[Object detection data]

------

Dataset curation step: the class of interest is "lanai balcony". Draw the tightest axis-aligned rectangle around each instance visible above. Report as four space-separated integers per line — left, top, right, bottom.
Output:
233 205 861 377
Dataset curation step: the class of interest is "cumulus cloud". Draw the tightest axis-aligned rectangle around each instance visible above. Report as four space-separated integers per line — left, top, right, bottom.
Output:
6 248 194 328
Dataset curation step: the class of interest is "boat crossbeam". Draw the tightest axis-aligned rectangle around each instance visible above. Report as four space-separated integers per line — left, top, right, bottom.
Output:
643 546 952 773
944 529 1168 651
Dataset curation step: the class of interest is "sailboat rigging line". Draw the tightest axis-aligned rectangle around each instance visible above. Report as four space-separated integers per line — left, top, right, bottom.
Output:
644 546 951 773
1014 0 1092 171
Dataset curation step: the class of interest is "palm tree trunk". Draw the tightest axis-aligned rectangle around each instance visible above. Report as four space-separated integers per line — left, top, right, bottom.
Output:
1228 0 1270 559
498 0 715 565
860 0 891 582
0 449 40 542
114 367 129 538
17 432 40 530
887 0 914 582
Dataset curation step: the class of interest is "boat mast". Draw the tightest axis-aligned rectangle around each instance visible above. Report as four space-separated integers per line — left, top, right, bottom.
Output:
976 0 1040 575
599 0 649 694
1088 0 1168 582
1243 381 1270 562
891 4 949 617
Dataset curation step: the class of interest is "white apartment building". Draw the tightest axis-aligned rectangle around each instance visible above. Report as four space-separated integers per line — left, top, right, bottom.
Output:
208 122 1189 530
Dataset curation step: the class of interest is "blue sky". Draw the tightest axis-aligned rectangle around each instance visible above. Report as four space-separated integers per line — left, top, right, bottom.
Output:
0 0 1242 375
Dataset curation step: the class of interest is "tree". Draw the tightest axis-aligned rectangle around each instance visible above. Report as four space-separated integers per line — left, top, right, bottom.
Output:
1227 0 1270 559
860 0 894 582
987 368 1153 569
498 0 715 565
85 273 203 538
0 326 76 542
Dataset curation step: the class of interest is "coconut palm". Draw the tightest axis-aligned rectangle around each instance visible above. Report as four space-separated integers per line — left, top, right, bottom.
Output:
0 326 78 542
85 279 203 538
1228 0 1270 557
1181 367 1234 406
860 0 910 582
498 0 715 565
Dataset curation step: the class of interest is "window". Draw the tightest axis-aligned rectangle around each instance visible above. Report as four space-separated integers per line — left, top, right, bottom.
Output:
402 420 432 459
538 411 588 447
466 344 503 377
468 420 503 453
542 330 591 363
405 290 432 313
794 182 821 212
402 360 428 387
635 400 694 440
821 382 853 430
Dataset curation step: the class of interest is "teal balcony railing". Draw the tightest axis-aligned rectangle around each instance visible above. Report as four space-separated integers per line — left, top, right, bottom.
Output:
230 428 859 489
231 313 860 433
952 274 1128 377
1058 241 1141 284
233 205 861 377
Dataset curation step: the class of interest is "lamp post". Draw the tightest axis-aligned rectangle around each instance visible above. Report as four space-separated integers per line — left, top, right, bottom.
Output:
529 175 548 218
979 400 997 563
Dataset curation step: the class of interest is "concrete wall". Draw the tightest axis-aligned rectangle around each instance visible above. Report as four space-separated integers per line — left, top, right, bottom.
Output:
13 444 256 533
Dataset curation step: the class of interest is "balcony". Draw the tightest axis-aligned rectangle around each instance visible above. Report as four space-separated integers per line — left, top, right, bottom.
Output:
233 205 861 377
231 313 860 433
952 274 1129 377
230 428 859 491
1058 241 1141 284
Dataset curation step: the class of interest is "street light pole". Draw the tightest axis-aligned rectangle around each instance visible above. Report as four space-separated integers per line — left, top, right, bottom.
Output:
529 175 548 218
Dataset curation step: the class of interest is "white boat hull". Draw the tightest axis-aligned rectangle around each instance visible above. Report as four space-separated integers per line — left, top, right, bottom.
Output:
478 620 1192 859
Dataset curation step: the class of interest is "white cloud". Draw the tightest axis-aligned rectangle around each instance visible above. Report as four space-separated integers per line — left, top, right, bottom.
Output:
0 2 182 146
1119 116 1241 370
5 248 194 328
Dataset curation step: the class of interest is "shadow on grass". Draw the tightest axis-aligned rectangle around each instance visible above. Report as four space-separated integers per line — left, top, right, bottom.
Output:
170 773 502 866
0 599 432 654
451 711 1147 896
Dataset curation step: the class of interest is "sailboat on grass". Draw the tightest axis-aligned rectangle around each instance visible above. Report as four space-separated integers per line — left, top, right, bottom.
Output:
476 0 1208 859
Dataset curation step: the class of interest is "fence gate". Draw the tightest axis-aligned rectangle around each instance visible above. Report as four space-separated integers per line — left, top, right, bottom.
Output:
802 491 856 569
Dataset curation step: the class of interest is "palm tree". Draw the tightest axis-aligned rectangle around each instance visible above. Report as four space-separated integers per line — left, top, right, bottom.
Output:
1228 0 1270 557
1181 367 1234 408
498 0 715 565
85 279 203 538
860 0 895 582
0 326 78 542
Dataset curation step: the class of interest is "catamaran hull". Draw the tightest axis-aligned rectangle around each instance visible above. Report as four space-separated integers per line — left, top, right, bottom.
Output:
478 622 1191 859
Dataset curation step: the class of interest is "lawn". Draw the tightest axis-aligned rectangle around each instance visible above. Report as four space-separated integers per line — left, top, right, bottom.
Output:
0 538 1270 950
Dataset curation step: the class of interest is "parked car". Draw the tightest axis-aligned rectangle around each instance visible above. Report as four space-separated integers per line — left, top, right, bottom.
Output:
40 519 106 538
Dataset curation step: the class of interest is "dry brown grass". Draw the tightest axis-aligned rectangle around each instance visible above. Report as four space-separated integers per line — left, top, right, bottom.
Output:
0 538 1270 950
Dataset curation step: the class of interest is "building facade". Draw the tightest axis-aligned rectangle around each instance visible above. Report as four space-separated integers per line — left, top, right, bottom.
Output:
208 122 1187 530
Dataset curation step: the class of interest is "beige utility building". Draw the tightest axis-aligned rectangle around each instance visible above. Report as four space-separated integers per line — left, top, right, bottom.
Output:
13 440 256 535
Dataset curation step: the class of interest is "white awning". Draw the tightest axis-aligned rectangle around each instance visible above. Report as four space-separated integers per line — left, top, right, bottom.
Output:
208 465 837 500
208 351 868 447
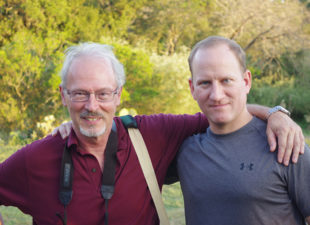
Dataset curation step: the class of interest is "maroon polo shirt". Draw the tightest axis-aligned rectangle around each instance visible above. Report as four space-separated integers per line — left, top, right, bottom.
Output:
0 114 208 225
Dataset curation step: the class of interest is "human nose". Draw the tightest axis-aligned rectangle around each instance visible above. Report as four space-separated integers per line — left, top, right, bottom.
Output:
85 93 99 112
209 83 224 101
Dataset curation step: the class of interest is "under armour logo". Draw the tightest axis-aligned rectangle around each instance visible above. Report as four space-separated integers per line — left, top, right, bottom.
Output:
240 163 254 170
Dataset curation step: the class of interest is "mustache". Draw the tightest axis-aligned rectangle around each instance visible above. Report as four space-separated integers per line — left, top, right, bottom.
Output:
80 111 104 117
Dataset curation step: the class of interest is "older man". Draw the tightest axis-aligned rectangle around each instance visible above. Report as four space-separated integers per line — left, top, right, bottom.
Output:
0 43 306 225
177 36 310 225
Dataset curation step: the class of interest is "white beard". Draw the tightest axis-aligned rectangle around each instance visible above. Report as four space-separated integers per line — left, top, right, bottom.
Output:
80 125 106 137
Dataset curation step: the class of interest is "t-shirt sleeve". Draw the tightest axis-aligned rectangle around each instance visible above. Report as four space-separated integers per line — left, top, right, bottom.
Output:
286 145 310 218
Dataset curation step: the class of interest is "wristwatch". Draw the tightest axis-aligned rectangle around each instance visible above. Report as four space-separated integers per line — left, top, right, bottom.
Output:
267 105 291 120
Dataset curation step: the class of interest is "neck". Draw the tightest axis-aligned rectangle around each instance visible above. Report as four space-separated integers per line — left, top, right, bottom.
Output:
210 108 253 134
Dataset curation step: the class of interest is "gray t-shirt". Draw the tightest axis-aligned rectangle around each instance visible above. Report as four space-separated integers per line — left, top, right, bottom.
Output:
177 117 310 225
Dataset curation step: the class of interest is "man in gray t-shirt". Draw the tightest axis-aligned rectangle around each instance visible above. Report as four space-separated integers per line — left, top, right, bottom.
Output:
177 36 310 225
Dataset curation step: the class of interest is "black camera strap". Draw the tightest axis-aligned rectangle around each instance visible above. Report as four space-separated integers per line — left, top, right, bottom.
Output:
56 129 118 225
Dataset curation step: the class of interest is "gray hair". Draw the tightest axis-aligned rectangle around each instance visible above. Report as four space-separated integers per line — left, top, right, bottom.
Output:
60 42 126 87
188 36 246 76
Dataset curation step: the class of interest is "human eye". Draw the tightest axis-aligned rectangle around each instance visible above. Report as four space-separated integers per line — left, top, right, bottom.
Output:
223 78 232 84
72 90 89 101
198 80 211 86
72 90 88 96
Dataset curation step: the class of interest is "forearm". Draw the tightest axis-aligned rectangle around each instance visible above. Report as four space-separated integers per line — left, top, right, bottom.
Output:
247 104 270 121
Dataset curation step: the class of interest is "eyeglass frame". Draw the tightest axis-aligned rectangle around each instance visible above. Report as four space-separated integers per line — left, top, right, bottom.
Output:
64 87 119 102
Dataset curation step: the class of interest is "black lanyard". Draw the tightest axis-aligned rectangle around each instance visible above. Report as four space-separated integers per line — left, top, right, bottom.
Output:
56 129 117 225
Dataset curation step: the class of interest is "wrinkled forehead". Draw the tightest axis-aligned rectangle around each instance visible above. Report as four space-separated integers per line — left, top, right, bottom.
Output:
192 44 243 78
66 56 117 89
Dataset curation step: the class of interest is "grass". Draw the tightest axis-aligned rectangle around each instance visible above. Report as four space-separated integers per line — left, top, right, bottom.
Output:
0 146 185 225
0 183 185 225
0 130 310 225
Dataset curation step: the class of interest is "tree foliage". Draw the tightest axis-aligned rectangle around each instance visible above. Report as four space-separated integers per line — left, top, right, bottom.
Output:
0 0 310 142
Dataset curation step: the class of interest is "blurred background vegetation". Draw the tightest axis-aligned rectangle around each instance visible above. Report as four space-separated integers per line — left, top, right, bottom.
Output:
0 0 310 145
0 0 310 224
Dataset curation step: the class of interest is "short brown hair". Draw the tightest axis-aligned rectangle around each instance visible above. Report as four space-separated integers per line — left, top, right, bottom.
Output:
188 36 246 76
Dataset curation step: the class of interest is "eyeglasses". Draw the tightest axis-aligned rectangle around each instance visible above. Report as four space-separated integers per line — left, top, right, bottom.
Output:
66 88 118 102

------

→ **YOUR OBJECTIVE**
Locate each line in the data above that contains the string "cloud" as a case-sensitive match, and copy every such line in full.

→ **COMPLETE RESPONSE**
Dataset curation step: the class of interest is "cumulus cloud". Draw the tightest axis-aligned rectangle around each instance visible above. Report as four space-separated integers per line — left, top, right, bottom.
Dataset curation step: the class of interest is "white cloud". Draw the tightest axis-aligned rectangle around each instance visible above. Report as four space-separated integers per line — left, top, right, bottom.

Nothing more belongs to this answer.